## YOUR INSTRUCTIONS
Copy word for word the stretch of the listing below from the line containing "Exercise. Locate the kitten's chin" through the end of the listing, including both the first and last lines.

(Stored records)
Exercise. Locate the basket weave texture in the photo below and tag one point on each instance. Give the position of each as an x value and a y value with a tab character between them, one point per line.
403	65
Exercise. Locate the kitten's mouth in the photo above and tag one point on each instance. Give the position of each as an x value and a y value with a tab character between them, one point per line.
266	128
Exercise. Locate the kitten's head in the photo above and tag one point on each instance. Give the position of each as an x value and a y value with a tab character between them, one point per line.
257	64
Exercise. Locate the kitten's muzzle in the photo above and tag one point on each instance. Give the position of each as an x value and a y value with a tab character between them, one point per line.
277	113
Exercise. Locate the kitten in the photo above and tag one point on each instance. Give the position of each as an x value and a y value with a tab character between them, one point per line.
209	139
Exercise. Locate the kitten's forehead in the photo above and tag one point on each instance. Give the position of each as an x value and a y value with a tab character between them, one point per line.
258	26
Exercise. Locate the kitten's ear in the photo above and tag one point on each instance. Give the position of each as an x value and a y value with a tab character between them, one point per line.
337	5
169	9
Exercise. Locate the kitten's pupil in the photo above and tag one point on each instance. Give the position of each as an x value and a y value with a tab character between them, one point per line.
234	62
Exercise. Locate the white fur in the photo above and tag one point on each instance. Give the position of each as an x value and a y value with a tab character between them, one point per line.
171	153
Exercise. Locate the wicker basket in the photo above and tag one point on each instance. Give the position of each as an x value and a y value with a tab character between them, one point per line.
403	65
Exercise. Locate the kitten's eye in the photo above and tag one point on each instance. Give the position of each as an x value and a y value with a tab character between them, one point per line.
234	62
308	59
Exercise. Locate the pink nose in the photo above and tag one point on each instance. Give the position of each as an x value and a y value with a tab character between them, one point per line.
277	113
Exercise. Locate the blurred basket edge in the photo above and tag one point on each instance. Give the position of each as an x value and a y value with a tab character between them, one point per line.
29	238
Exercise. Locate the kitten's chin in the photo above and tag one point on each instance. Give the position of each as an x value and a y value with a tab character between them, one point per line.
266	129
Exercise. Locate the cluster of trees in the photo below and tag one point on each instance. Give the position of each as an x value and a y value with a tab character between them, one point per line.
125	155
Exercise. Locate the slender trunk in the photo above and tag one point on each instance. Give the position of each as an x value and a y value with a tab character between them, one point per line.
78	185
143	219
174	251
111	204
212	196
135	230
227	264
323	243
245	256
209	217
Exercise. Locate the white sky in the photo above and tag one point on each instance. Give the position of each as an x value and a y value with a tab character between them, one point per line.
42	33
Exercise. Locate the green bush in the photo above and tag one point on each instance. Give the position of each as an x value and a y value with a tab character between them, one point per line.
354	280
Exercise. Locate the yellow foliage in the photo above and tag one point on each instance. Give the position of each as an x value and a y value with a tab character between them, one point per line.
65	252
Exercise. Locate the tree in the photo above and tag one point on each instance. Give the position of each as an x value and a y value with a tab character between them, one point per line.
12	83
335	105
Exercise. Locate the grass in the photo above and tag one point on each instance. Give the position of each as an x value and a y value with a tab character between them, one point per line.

## ANSWER TO THIS PROBLEM
Exercise. Locate the kitten's chin in the photo above and tag one point on each instance. Give the position of each as an x value and a y value with a tab character between them, one point per line.
266	129
Exercise. Locate the cluster of trees in the photo below and tag one point on each instance. Give the position of each as an x value and a y value with a tab character between them, one point per line.
125	155
Exercise. Locate the slender trunk in the photo above and tag one point on each instance. Give the position of each as an x value and a y value with a tab character between them, one point per line.
78	185
143	219
174	251
111	204
212	196
135	230
227	264
323	243
245	256
209	217
Exercise. Locate the white sky in the photo above and tag one point on each instance. Give the position of each as an x value and a y value with a tab character between them, one point per line.
42	33
Exercise. Locate the green bush in the photo above and tag one point on each instance. Give the position of each as an x value and a y value with a tab character between them, one point per line.
354	280
Exercise. Locate the yellow foliage in the photo above and tag one point on each instance. Give the position of each as an x value and a y value with a tab character between them, one point per line.
65	252
Exercise. Locate the tree in the photo above and tag one point on each instance. Give the position of each as an x value and a y value with a tab character between them, one point per line.
12	83
335	105
Exercise. Locate the grass in the photo above and tag one point on each instance. Give the position of each as an x value and a y value with a tab character between them, one point per line.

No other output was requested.